INSTRUCTIONS FOR THE TASK — Render every entry exactly as it appears.

PROVIDED DATA —

---+---

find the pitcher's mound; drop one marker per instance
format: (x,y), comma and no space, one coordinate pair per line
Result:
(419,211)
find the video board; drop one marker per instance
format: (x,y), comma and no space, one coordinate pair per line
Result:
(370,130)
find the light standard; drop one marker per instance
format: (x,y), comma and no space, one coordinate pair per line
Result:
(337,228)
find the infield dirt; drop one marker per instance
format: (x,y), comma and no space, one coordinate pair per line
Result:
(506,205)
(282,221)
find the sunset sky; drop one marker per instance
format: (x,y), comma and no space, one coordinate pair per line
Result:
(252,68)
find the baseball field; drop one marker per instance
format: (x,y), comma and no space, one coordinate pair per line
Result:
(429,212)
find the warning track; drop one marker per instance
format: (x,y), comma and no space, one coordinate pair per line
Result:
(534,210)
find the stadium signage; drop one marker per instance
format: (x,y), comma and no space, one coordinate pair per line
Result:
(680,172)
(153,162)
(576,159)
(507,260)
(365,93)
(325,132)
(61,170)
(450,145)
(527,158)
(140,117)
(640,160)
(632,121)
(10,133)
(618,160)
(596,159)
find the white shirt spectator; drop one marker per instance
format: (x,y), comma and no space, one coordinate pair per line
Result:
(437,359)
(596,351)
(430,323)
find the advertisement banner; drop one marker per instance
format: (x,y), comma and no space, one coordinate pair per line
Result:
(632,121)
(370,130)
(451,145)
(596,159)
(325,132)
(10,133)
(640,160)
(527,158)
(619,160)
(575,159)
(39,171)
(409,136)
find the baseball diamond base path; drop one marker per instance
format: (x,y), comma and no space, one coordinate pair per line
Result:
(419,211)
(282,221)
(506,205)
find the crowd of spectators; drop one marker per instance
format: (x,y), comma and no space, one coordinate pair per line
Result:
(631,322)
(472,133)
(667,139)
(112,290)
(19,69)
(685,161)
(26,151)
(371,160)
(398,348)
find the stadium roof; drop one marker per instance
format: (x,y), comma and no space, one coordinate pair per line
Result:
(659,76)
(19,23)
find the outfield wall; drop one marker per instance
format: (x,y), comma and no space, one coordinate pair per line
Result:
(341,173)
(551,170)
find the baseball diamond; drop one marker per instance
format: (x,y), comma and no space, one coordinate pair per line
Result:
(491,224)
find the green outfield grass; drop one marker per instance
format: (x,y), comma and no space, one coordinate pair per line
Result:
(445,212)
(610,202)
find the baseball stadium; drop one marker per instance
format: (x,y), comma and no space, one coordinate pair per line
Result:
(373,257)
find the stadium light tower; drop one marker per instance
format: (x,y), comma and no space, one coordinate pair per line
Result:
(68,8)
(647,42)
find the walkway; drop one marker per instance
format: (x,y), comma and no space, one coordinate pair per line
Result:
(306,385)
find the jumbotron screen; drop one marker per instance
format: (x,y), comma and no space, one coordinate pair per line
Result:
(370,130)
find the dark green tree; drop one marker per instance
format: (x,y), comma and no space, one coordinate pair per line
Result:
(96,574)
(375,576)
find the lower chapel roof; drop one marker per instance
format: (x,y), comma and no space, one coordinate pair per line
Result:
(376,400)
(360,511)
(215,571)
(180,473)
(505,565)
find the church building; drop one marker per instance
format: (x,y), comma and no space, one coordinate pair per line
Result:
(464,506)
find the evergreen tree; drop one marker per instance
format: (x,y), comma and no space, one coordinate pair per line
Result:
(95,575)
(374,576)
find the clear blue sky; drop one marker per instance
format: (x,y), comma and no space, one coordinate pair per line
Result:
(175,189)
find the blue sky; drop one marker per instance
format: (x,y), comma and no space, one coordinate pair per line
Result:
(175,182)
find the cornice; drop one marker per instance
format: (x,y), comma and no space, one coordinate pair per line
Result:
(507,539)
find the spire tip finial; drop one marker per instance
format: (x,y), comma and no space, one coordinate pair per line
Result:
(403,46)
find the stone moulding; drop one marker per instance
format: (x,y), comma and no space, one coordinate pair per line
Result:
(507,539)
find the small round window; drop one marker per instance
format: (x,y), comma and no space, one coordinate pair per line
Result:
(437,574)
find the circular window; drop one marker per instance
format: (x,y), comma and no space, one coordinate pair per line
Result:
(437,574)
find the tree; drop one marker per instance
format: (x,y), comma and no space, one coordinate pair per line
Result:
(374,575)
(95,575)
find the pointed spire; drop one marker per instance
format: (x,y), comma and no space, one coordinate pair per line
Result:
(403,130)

---+---

TASK SOLUTION —
find the pitcher's mound; drop one marker per instance
format: (x,y), comma and no space, one coordinate pair per line
Result:
(419,211)
find the video board; drop one marker per instance
format: (x,y), comma and no space, one coordinate pair per line
Result:
(370,130)
find the light standard; drop one marker per instance
format: (x,y), comma and no space, one coordinate pair per line
Result:
(337,228)
find the infield dirt; drop one marker per instance
format: (x,y), comma and no space, one coordinate pair per line
Result:
(506,205)
(282,221)
find the sunset sky; drop one marker per instance
format: (x,y), comma and no space, one coordinate pair per line
Result:
(252,68)
find the baseball field; drop one marker per instance
format: (x,y), comma and no space, one coordinate pair per line
Result:
(429,212)
find the warning track; drop one marker per instance
format: (x,y), comma and no space, one coordinate pair per line
Result:
(534,210)
find the stadium signage; drop one marker per instance
format: (x,y), comma and no space, one coordinate pair per line
Result:
(680,172)
(153,162)
(576,159)
(507,260)
(365,93)
(325,132)
(61,170)
(450,145)
(527,158)
(140,117)
(640,160)
(632,121)
(10,133)
(618,160)
(596,159)
find the white shirt spectator; drop one marker per instance
format: (x,y), comma and no space, one coordinate pair per line
Result:
(437,359)
(596,351)
(430,323)
find the advertisement banner; drop one marker per instance
format: (x,y), comma and no space, one coordinate pair per line
Result:
(632,121)
(370,130)
(451,145)
(596,159)
(325,132)
(10,133)
(640,160)
(527,158)
(619,160)
(575,159)
(39,171)
(409,136)
find the baseball diamond base path; drop one marker per instance
format: (x,y), comma and no space, one coordinate pair per line
Result:
(419,211)
(282,221)
(506,205)
find the crowd of spectators; drop one marker per instance
format: (x,y), comma and no space, one coordinate pair per line
Result:
(631,322)
(472,133)
(667,139)
(112,290)
(19,69)
(685,161)
(26,151)
(371,160)
(398,348)
find the stadium roof; drop one marker per instance
format: (x,y), comma and no space, one coordinate pair per line
Result:
(659,76)
(19,23)
find the outfield wall; drop one marker per instance
format: (x,y), comma and no space, one coordinate pair per line
Result:
(341,173)
(551,170)
find the baseball diamond; drop one marker per instance
format: (x,y), comma and no space, one coordinate pair per line
Result:
(491,224)
find the green outfield grass; drop one marker per instance
format: (x,y), comma and no space, one coordinate pair per line
Result:
(445,212)
(610,202)
find the baseball stadium; drop one marker per instance
format: (x,y), comma and no space, one coordinate pair per line
Result:
(373,257)
find the stadium light tower; drop one marker per instance
format: (x,y), comma and no space, one coordinate pair per line
Result:
(68,8)
(647,42)
find the walkway; drop one marker per instance
format: (x,y), comma and no space, one coordinate pair per line
Result:
(306,385)
find the jumbotron screen; drop one marker per instance
format: (x,y), comma and no space, one coordinate pair per line
Result:
(370,130)
find the dark green tree; drop one marker per instance
format: (x,y), comma and no space, one coordinate pair per line
Result:
(96,574)
(375,576)
find the lower chapel roof; drop one marker per instance
format: (x,y), comma and no space, one coordinate pair per line
Result:
(376,400)
(360,511)
(215,571)
(180,473)
(505,565)
find the church building; drop one marker per instance
format: (x,y), comma and no space, one coordinate pair per line
Result:
(464,506)
find the evergreen tree; drop one marker per instance
format: (x,y), comma and no space, one coordinate pair per line
Result:
(95,575)
(374,576)
find the clear blue sky; drop one marker per instance
format: (x,y), comma and no space, one coordinate pair per line
Result:
(175,189)
find the blue sky; drop one marker per instance
format: (x,y), comma and no space, one coordinate pair per line
Result:
(175,182)
find the cornice; drop one marker per instance
format: (x,y), comma and no space, one coordinate pair per line
Result:
(507,539)
find the spire tip finial; drop one marker per instance
format: (x,y), comma and no space, one coordinate pair per line
Result:
(403,46)
find the stone moulding; drop one marker per instance
format: (x,y), comma and no space, one coordinate pair per line
Result:
(507,539)
find the small round window; drop one marker per instance
format: (x,y), comma and no space, one coordinate pair per line
Result:
(437,574)
find the circular window; drop one marker per instance
format: (x,y), comma and no space, one coordinate pair per line
Result:
(437,574)
find the tree; drop one marker per instance
format: (x,y), comma and no space, one coordinate pair per line
Result:
(374,575)
(95,575)
find the pointed spire; drop one marker per instance
format: (x,y), comma and no space, one coordinate pair per line
Result:
(403,130)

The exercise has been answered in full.